Study questions:
A - Change "reporters" to "journalists" in the article about Chavez's victory, and write out the part from "At a news conference" up to and including "go to college.".
B - Name every person the article about Chavez's victory mentions by name.
C - Pick up the article about Chavez's victory after its final sentence and keep writing it.

Text for analysis:
[Start of section]

At a news conference Saturday, he told reporters that staying in office more than 10 years was not unusual, citing U.S. President Franklin D. Roosevelt, France's Jacques Chirac and Spanish Prime Minister Felipe Gonzalez, all of whom governed longer than a decade.
"He has made us feel good as persons with self-respect, irrespective of our color, age or economic class," said Mariela Vasquez, an office manager from Las Minas who said she is studying for a law degree, thanks to Chavez's Mission Sucre, which pays for adults to go to college.
Speculation turned Sunday night on how Chavez's victory would affect his domestic and foreign policy amid increasingly difficult economic conditions caused by the sharp decline in oil prices. Venezuela's budget derives more than half its revenue from crude, the price of which has fallen by more than two-thirds since July.
"He is still going to face major challenges governing Venezuela, owing to the plummeting price of oil," said Bruce Bagley, a political science professor at University of Miami.

[End of section]

Collection entries
[Start of section]

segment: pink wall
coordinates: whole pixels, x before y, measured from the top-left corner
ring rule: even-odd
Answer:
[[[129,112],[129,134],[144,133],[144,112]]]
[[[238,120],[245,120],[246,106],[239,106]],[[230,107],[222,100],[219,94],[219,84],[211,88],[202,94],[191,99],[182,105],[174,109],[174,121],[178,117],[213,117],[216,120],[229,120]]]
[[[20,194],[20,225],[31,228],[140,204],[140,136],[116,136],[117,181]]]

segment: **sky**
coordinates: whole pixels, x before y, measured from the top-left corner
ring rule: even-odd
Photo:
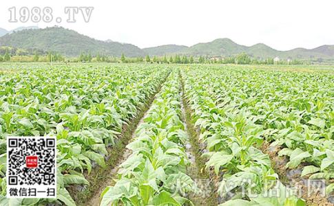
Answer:
[[[19,22],[22,7],[52,9],[51,23]],[[90,21],[80,12],[67,23],[65,7],[94,7]],[[15,7],[18,22],[9,22]],[[166,44],[191,46],[219,38],[250,46],[258,43],[279,50],[334,45],[334,1],[329,0],[118,0],[3,1],[0,27],[59,25],[98,40],[140,48]],[[57,23],[56,17],[62,21]]]

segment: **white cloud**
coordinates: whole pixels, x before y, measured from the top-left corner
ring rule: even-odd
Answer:
[[[61,4],[61,5],[60,5]],[[333,1],[4,1],[0,27],[13,29],[36,25],[8,23],[12,6],[50,6],[65,16],[64,6],[94,6],[90,23],[59,24],[97,39],[134,44],[191,45],[218,38],[239,44],[264,43],[286,50],[334,44]],[[39,23],[41,27],[53,23]]]

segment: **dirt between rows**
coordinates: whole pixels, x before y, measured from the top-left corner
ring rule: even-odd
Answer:
[[[160,92],[169,73],[161,82],[161,84],[156,89],[156,92],[152,95],[147,102],[138,110],[136,116],[129,124],[123,126],[122,133],[115,140],[115,144],[108,147],[107,149],[108,156],[105,158],[106,167],[103,168],[100,166],[96,166],[92,170],[92,172],[90,174],[87,174],[87,171],[84,172],[84,176],[90,182],[90,185],[72,185],[67,187],[71,196],[78,205],[99,205],[100,195],[102,192],[108,185],[114,184],[114,179],[117,174],[119,165],[131,154],[131,151],[127,150],[125,146],[133,139],[136,129],[143,122],[146,113],[151,107],[156,94]]]
[[[306,201],[307,205],[320,205],[320,206],[333,206],[327,197],[326,197],[320,191],[316,190],[321,182],[316,181],[309,181],[309,176],[305,178],[301,176],[302,168],[305,164],[300,165],[296,169],[291,170],[286,168],[286,165],[289,162],[286,157],[278,156],[278,152],[282,149],[280,146],[271,147],[267,141],[264,141],[261,150],[269,155],[271,165],[278,174],[281,182],[286,187],[291,188],[298,188],[297,195]]]

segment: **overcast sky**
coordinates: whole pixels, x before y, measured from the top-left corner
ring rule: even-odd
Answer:
[[[50,6],[61,23],[9,23],[8,8]],[[93,6],[89,23],[77,16],[67,23],[65,6]],[[190,46],[229,38],[247,46],[265,43],[276,49],[334,45],[334,1],[270,0],[30,0],[2,1],[0,27],[55,25],[99,40],[141,48],[165,44]],[[19,16],[19,14],[17,14]],[[81,15],[79,13],[78,15]]]

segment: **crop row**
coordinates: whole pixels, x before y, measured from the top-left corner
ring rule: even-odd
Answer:
[[[0,76],[0,205],[74,205],[66,187],[89,184],[104,167],[124,124],[156,92],[169,71],[142,67],[17,69]],[[7,136],[56,136],[57,198],[6,198]]]
[[[103,192],[101,205],[192,205],[185,197],[196,187],[185,173],[190,162],[179,87],[174,71],[127,145],[132,154],[120,165],[116,184]]]
[[[268,155],[259,149],[266,140],[289,156],[286,168],[306,164],[302,175],[333,179],[333,76],[250,69],[185,69],[182,76],[193,121],[205,143],[207,168],[222,176],[218,192],[228,204],[264,204],[302,201],[247,196],[278,185]],[[331,79],[332,80],[331,81]],[[280,184],[282,185],[282,184]],[[327,192],[333,184],[327,186]],[[280,190],[283,190],[280,188]],[[284,189],[286,190],[286,189]],[[291,201],[291,202],[290,202]]]

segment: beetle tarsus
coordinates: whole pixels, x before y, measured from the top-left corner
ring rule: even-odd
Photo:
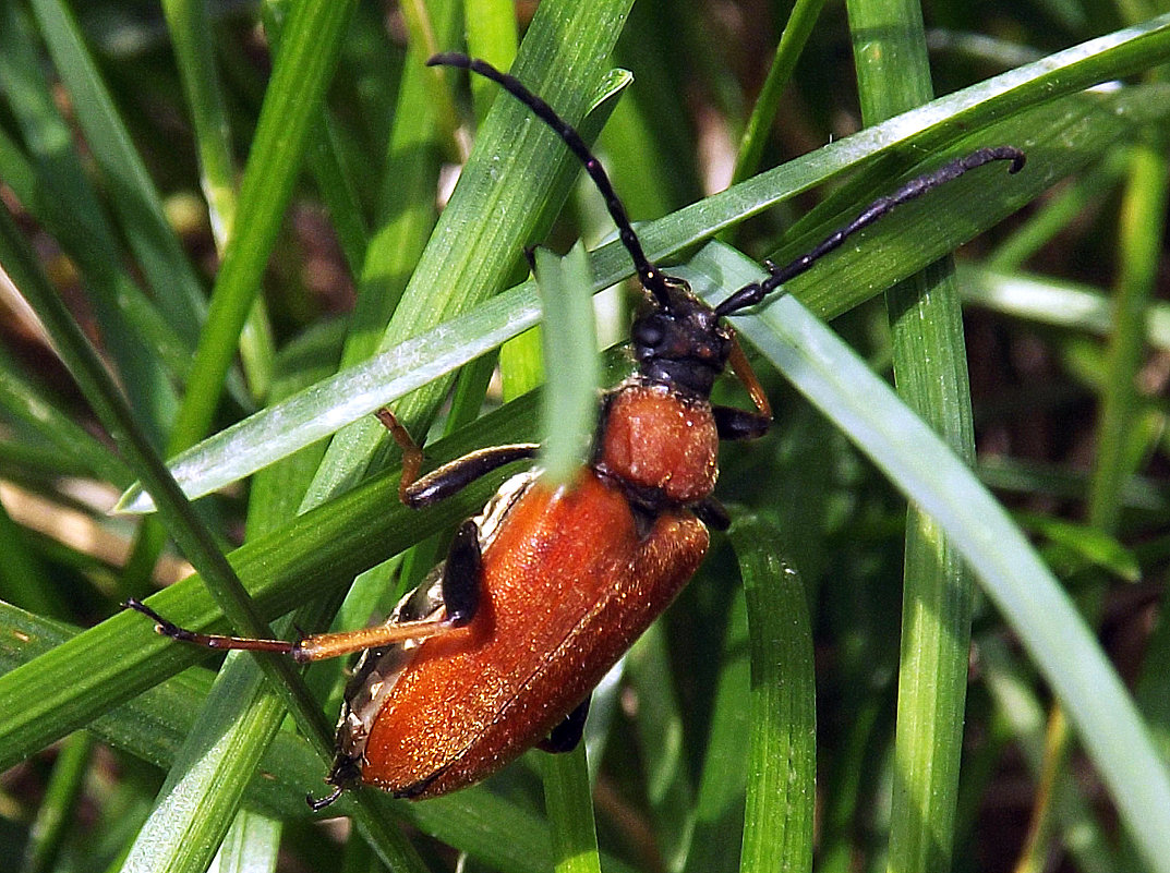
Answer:
[[[307,794],[304,796],[304,801],[309,804],[309,809],[314,812],[321,812],[326,806],[331,806],[337,803],[344,791],[345,787],[338,785],[324,797],[314,797],[311,794]]]
[[[163,618],[158,612],[147,607],[139,600],[130,597],[122,604],[123,609],[132,609],[136,612],[142,612],[144,616],[154,622],[154,632],[164,637],[170,637],[171,639],[181,639],[184,642],[194,642],[195,632],[190,631],[186,628],[180,628],[174,622]]]
[[[541,751],[550,755],[563,755],[576,749],[585,735],[585,719],[589,718],[589,705],[592,695],[585,698],[573,707],[573,711],[565,716],[565,720],[557,725],[549,735],[541,740],[536,747]]]

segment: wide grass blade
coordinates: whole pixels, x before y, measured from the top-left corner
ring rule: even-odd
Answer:
[[[763,273],[732,250],[704,249],[687,278],[736,287]],[[1060,698],[1130,837],[1170,871],[1170,776],[1117,673],[1060,583],[1004,508],[938,437],[792,298],[741,332],[954,540],[983,590]]]

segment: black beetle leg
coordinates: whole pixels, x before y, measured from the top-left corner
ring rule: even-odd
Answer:
[[[772,420],[759,413],[735,407],[711,407],[720,439],[759,439],[772,427]]]
[[[482,476],[487,476],[515,460],[529,460],[539,451],[539,443],[516,443],[479,449],[443,464],[426,476],[419,476],[422,466],[422,450],[388,409],[379,409],[378,421],[385,425],[394,442],[402,449],[402,479],[398,496],[412,510],[432,506],[462,491]]]
[[[536,747],[541,751],[559,755],[572,751],[581,741],[585,734],[585,716],[589,715],[589,705],[592,698],[585,698],[577,707],[565,716],[565,720],[557,725],[549,735],[541,740]]]

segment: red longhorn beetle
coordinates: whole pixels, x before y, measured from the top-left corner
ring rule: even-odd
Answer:
[[[459,527],[447,560],[377,628],[296,643],[241,639],[188,631],[140,603],[126,604],[154,619],[160,633],[213,649],[275,651],[298,661],[365,652],[337,726],[325,778],[335,788],[309,798],[315,810],[357,783],[435,797],[483,780],[532,746],[573,748],[593,687],[694,575],[707,528],[728,525],[711,496],[720,439],[753,439],[771,423],[768,399],[724,317],[760,303],[899,205],[990,161],[1011,161],[1012,173],[1024,165],[1023,152],[1010,146],[947,164],[875,201],[787,266],[769,264],[768,279],[711,307],[651,263],[605,169],[544,101],[466,55],[427,63],[497,82],[581,161],[646,291],[646,311],[631,330],[638,372],[601,397],[592,460],[572,487],[552,489],[535,470],[509,479]],[[753,410],[711,406],[711,386],[728,366]],[[378,417],[402,448],[399,493],[412,507],[538,449],[482,449],[419,478],[419,448],[388,410]]]

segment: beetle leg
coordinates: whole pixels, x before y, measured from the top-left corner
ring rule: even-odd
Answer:
[[[477,594],[476,591],[476,596]],[[464,594],[464,598],[467,597],[468,595]],[[374,628],[362,628],[338,633],[315,633],[304,639],[291,642],[288,639],[253,639],[249,637],[200,633],[199,631],[180,628],[174,622],[164,618],[153,609],[136,600],[129,600],[122,605],[125,609],[132,609],[152,618],[154,621],[154,630],[171,639],[193,643],[194,645],[201,645],[206,649],[218,649],[220,651],[249,650],[288,654],[298,664],[324,660],[325,658],[338,658],[343,654],[351,654],[365,651],[366,649],[377,649],[393,643],[438,637],[467,623],[467,619],[461,617],[450,618],[443,616],[440,618],[424,618],[415,622],[380,624]]]
[[[479,449],[420,477],[422,450],[418,443],[388,409],[379,409],[376,415],[402,450],[402,478],[398,484],[398,497],[413,510],[432,506],[514,460],[534,458],[541,448],[539,443],[516,443]]]
[[[744,354],[743,347],[739,345],[739,338],[734,334],[728,365],[736,379],[748,390],[751,402],[756,406],[756,411],[749,413],[745,409],[735,409],[734,407],[711,407],[720,439],[758,439],[772,425],[772,406],[768,402],[764,386],[759,383],[756,370],[751,368],[748,355]]]
[[[759,439],[772,427],[771,416],[735,407],[711,407],[720,439]]]
[[[565,716],[565,720],[552,728],[552,730],[549,732],[549,735],[541,740],[536,747],[541,751],[548,751],[553,755],[559,755],[576,749],[585,733],[585,716],[589,715],[590,700],[592,700],[591,697],[585,698],[581,702],[579,702],[573,711]]]
[[[764,392],[764,386],[759,383],[759,376],[756,375],[756,370],[751,367],[751,361],[744,354],[743,346],[739,345],[739,338],[734,333],[731,334],[731,353],[728,355],[728,365],[731,367],[731,372],[735,373],[735,377],[748,389],[751,402],[756,404],[759,416],[766,418],[769,422],[772,421],[772,404],[768,402],[768,394]]]

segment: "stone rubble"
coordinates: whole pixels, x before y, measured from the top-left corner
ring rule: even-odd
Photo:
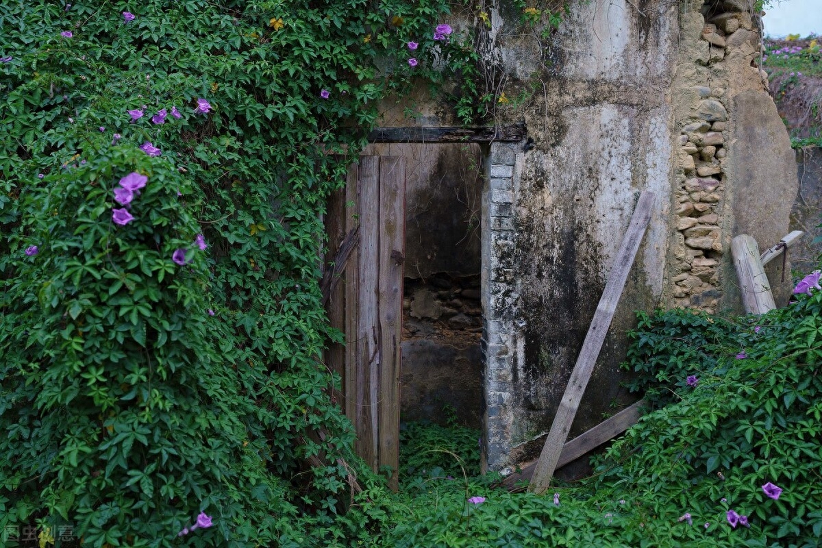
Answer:
[[[678,72],[690,87],[690,112],[680,112],[676,175],[671,304],[713,313],[721,297],[722,258],[730,250],[723,238],[729,100],[723,63],[760,50],[750,13],[732,2],[706,22],[699,13],[686,20]],[[701,25],[701,35],[699,27]],[[689,30],[695,32],[689,33]],[[690,42],[685,42],[689,38]],[[707,53],[706,53],[707,52]],[[755,67],[755,70],[759,70]]]

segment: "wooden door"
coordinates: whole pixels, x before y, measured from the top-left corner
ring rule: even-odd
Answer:
[[[356,451],[375,471],[390,470],[397,487],[405,164],[395,156],[361,156],[346,188],[331,196],[327,310],[345,334],[326,363],[342,379],[337,394],[357,432]]]

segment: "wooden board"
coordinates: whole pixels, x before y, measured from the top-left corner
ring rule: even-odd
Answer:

[End of section]

Written answers:
A -
At a news conference Saturday, he told journalists that staying in office more than 10 years was not unusual, citing U.S. President Franklin D. Roosevelt, France's Jacques Chirac and Spanish Prime Minister Felipe Gonzalez, all of whom governed longer than a decade.
"He has made us feel good as persons with self-respect, irrespective of our color, age or economic class," said Mariela Vasquez, an office manager from Las Minas who said she is studying for a law degree, thanks to Chavez's Mission Sucre, which pays for adults to go to college.

B - Franklin D. Roosevelt, Jacques Chirac, Felipe Gonzalez, Mariela Vasquez, Chavez, Bruce Bagley

C -
An advisor in the Foreign Affairs Ministry said Chavez had enough cash reserves to maintain social programs and "wait out" the oil price drop. As for foreign policy, Chavez is hoping to improve relations with the United States under President Obama, he said.
At the Saturday news conference, Chavez said he was "disposed" to talk to Obama at any time and said a good forum might be the Summit of the Americas scheduled in Trinidad and Tobago in April.
Shortly before taking the oath of office, Obama told a reporter that Chavez had not been helpful in fostering hemispheric cooperation and goodwill. Other officials in the new administration have criticized him for allegedly providing haven to the leftist Revolutionary Armed Forces of Colombia and for his good relations with Iran, which the U.S. lists as a state sponsor of terrorism.
Chavez has been relatively low-key in responding to the comments, said the advisor, who was not authorized to speak on the record.
However, Bagley, the Miami professor, said: "The anti-American winds in the region have shifted and, always the opportunist, Chavez appears to be shifting with them.
"Chavez has backed away from his hard line against Obama and diplomatic ties with Washington toward a more flexible position in which he recognized potential benefits for Venezuela and Latin America from renewed conversations."
Chavez has joked that he'll stay in office until 2049, and his opponents, who see him as a power-crazed autocrat, tend to take the joke seriously.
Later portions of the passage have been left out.